--- Brief ---
Would you output the lines from the one with "Can you see the metal" through the last line of the material below, exactly, but without pictures?

--- Data entries ---
▽
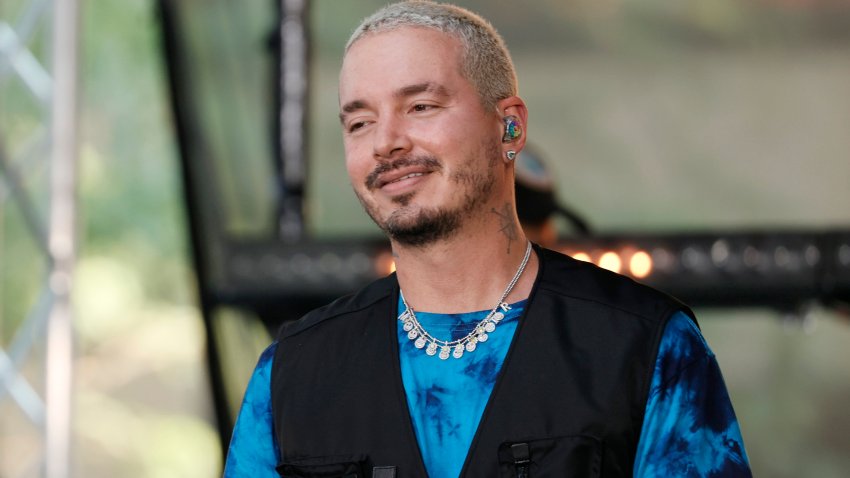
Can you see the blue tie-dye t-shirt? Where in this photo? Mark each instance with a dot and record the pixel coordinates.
(689, 426)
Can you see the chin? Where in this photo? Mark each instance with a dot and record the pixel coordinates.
(422, 227)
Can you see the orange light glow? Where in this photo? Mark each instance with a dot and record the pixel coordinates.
(581, 256)
(610, 261)
(384, 264)
(640, 264)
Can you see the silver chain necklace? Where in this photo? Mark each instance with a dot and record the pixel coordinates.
(422, 339)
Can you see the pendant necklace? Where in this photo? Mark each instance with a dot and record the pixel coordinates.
(424, 340)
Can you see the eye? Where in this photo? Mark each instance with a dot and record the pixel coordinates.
(420, 107)
(356, 126)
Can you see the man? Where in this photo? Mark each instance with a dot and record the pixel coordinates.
(526, 363)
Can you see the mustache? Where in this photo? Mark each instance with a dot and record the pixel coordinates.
(428, 162)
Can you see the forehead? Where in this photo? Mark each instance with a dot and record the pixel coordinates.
(387, 61)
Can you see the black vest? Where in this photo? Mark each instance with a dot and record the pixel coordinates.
(569, 400)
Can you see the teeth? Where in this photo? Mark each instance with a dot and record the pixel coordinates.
(411, 175)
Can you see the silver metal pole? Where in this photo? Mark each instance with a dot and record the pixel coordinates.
(61, 239)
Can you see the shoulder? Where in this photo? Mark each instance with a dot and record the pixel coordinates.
(368, 296)
(566, 277)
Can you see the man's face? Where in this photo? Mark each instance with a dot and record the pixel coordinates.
(420, 148)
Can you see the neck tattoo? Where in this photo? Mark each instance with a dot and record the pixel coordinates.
(422, 339)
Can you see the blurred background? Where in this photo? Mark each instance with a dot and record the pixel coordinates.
(211, 186)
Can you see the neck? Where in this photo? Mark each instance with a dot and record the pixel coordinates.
(470, 270)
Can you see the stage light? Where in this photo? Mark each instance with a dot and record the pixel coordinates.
(581, 256)
(640, 264)
(384, 264)
(611, 261)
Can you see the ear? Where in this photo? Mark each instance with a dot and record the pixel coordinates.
(514, 106)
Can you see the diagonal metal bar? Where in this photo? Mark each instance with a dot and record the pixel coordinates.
(9, 174)
(33, 327)
(25, 64)
(22, 393)
(30, 158)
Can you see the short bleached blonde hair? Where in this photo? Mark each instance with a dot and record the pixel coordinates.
(486, 62)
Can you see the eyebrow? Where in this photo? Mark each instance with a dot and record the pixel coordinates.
(403, 92)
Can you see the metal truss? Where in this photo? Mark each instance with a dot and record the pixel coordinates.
(47, 208)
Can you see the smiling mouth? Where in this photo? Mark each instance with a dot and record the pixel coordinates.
(384, 174)
(408, 176)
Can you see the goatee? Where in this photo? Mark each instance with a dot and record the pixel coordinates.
(419, 226)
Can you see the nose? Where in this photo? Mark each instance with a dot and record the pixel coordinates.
(391, 138)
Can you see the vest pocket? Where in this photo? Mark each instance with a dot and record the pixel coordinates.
(573, 456)
(336, 466)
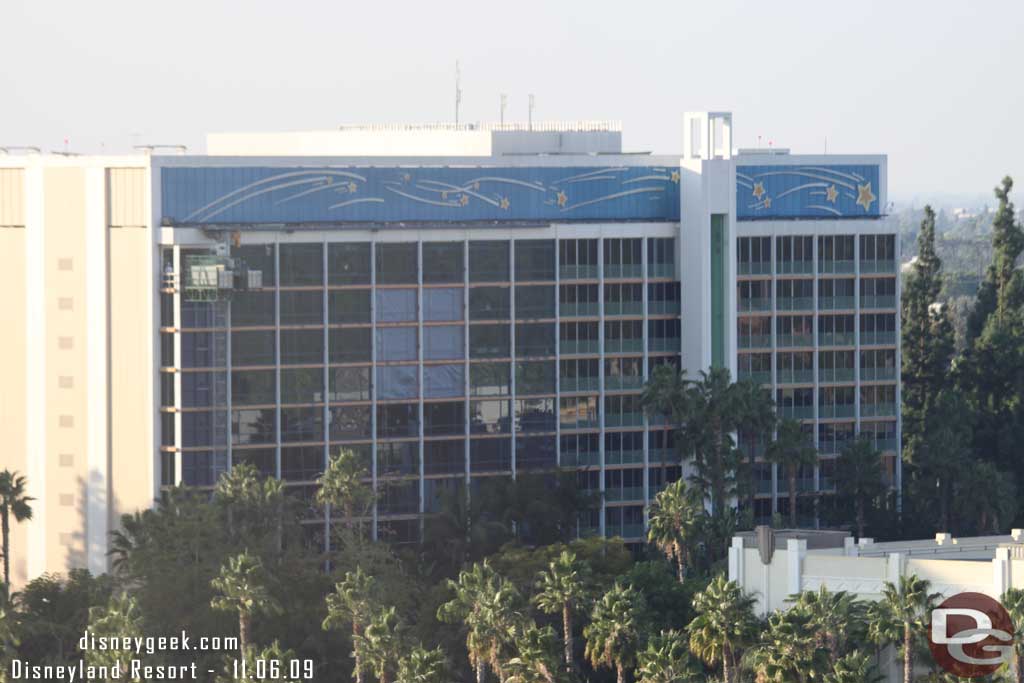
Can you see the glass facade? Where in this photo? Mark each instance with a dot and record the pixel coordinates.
△
--- Exercise result ---
Can you see the metal truss? Where in this photo? Mark each instance with a dot and record the pixel coordinates.
(47, 208)
Can you see the smiling mouth? Where in this photo? Mark each instance with a dot and record the pixel coordinates.
(384, 174)
(408, 176)
Can you see the goatee? Where in this photo? Mark each instance with a dot and record the pixel coordinates.
(419, 226)
Can you see the nose? Where in this photo? Mark each instance with a dot and record the pixel coordinates.
(391, 138)
Can you see the vest pocket? Where in this photo? Mark each instance with a dot and record the pixel coordinates.
(573, 456)
(336, 466)
Can you see the glass facade? Where in this photo? Mark each instance with a dot and record the pixel coordinates.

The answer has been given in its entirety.